= ОПИСАНИЕ ЗАДАЧИ =
Подхватите отрывок о Рубакине и его отношении к первой мировой войне и продолжите его сразу после последнего предложения.

= ФРАГМЕНТ СТРАНИЦЫ =
===
Советские литературоведы, пишущие о Роллане, к сожалению, совершенно не освещают вопрос об этом знакомстве и о том крупном влиянии, которое Рубакин оказал на Роллана для понимания этим последним русской революции. А ведь только Рубакин и Луначарский разъясняли Роллану сущность русской революции и положение русского народа до нее. Недаром Роллан так усердно и так подробно записывал в своем дневнике все свои беседы с Рубакиным.
* * *
С самого же начала империалистической войны Рубакин встал на резко враждебную ей позицию. Не входя ни в какую политическую партию того времени, он энергично высказывался против войны, которую считал вызванной интересами империалистических держав, в особенности Англии и России. Он стал даже членом совета возникшей в Швейцарии организации «Центральная организация за длительный мир». Он по отношению к войне занимал пораженческую позицию, но несколько затуманенную общением с Р.Ролланом, который боролся против войны вообще, против всякого насилия независимо от того, была ли война справедливой или нет. Словом, он стал, как тогда говорили, «пораженцем».
Об отношении Рубакина к первой мировой войне можно судить по тому письменному ответу, который он дал де Йонгу, генеральному секретарю «Центральной организации за длительный мир», участником которой он был. Де Йонг задал ему вопрос об отношении к программе президента Вильсона и о возможности достижения мира после первой мировой войны. Рубакин ответил, что «он не видит другого выхода из войны, кроме борьбы за мир самих народов и за мир, созданный самими народами». И Рубакин прибавил: «Но из воюющих сторон только Россия говорит от имени народа». Многочисленные письма и статьи Рубакина в эту эпоху ярко показывают, с какой ненавистью он относился к войне, затеянной капиталистическими странами.
===
= ДАННЫЕ =
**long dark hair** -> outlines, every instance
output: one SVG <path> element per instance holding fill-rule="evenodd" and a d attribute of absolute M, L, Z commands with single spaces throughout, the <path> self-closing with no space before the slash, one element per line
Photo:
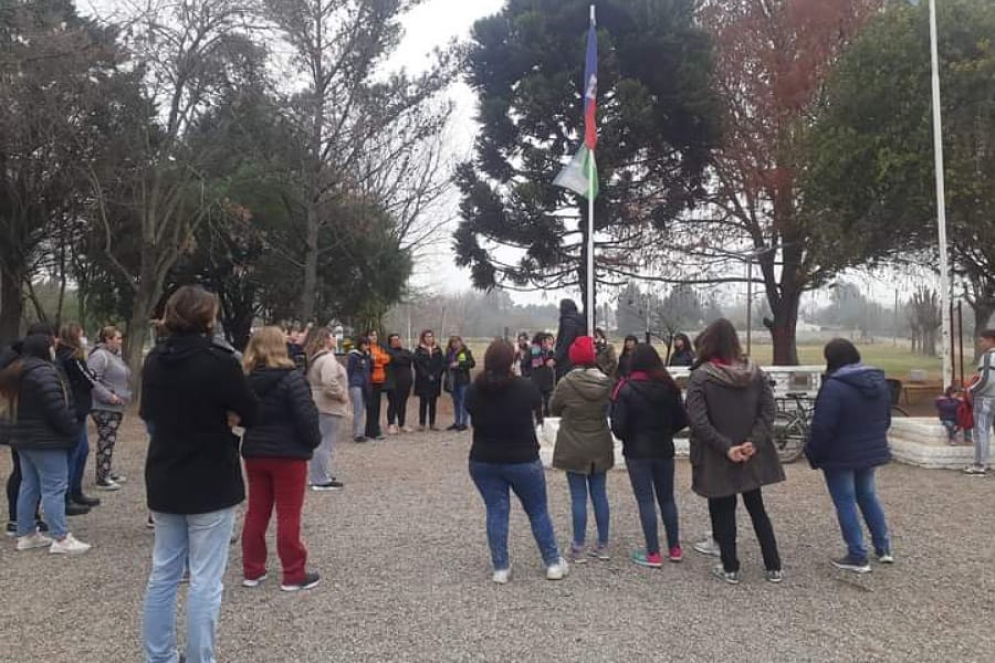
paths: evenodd
<path fill-rule="evenodd" d="M 511 366 L 515 363 L 515 348 L 503 338 L 495 339 L 484 353 L 484 370 L 474 381 L 480 389 L 497 391 L 514 380 Z"/>
<path fill-rule="evenodd" d="M 860 351 L 845 338 L 834 338 L 826 343 L 822 355 L 826 358 L 827 373 L 835 373 L 844 366 L 860 363 Z"/>
<path fill-rule="evenodd" d="M 726 363 L 743 360 L 743 346 L 739 344 L 736 328 L 725 318 L 719 318 L 697 339 L 698 363 L 720 359 Z"/>
<path fill-rule="evenodd" d="M 655 382 L 662 382 L 668 387 L 677 389 L 677 383 L 663 365 L 660 353 L 649 343 L 640 343 L 632 350 L 632 363 L 629 366 L 633 371 L 646 373 Z"/>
===
= РЕЗУЛЬТАТ ЗАДАНИЯ =
При всем своем уважении к Плеханову Рубакин абсолютно не разделял его отношения к империалистической войне: Плеханов выступал как оборонец, как сторонник войны до победного конца. Зная о враждебном отношении Рубакина к войне и желая его разубедить, Плеханов пытался познакомить его с видным чехословацким буржуазным деятелем и юристом, профессором Массариком, будущим первым президентом Чехословацкой республики. Это было, по-видимому, в 1915 году. Но встреча не состоялась, хотя Рубакин не имел ничего против нее.
Еще в 1895 году в сборнике рассказов «Искорки» Рубакин высказывает через своих героев свое отношение к патриотизму. Так, в рассказе «Взыскующие града» он говорит: «...Истинный патриотизм, истинная любовь к отечеству возможна лишь при условии сознательного и критического отношения к нему, к различным сторонам жизни родной страны... Там же, где все это стремятся заменить или даже подменить какой-то гипнотизацией и муштрой, где все стороны жизни, даже самые безобидные, наши доморощенные патентованные просветители норовят показывать непременно с одной стороны, оберегая от знакомств с другими ее сторонами, там истинного патриотизма в народе, кроме разве взрыва народного чувства в минуты общенационального бедствия, — и нет и быть не может...»
В другом рассказе Рубакина мастеровой (рабочий) в поезде дает свое определение отечеству: «Отечество есть доброе для своих граждан общество, на точном основании справедливых законов управляемое».
Несмотря на лишения и на войну, Рубакин продолжал свою работу по составлению книжек и по подготовке нового издания «Среди книг». Так же, как и раньше, время от времени у него собирались близкие знакомые из числа эмигрантов и устраивались музыкальные вечера, на которых организовывались настоящие концерты. Людмила Александровна играла на рояле преимущественно классиков — Бетховена, Баха, Шопена, Листа, Шумана, а партию скрипки исполняла мадам Швоб, француженка, соседка Рубакиных по дому в Кларане.
У отца появились новые сотрудники, которых я не знал, так как за все время войны я не мог к нему приехать — у меня не было швейцарской визы, а по фантазии моего отца раньше я жил в Швейцарии по фальшивому паспорту какого-то польского купца Гуцмана из немцев, хотя и мой возраст и мое положение плохо увязывались с этим паспортом.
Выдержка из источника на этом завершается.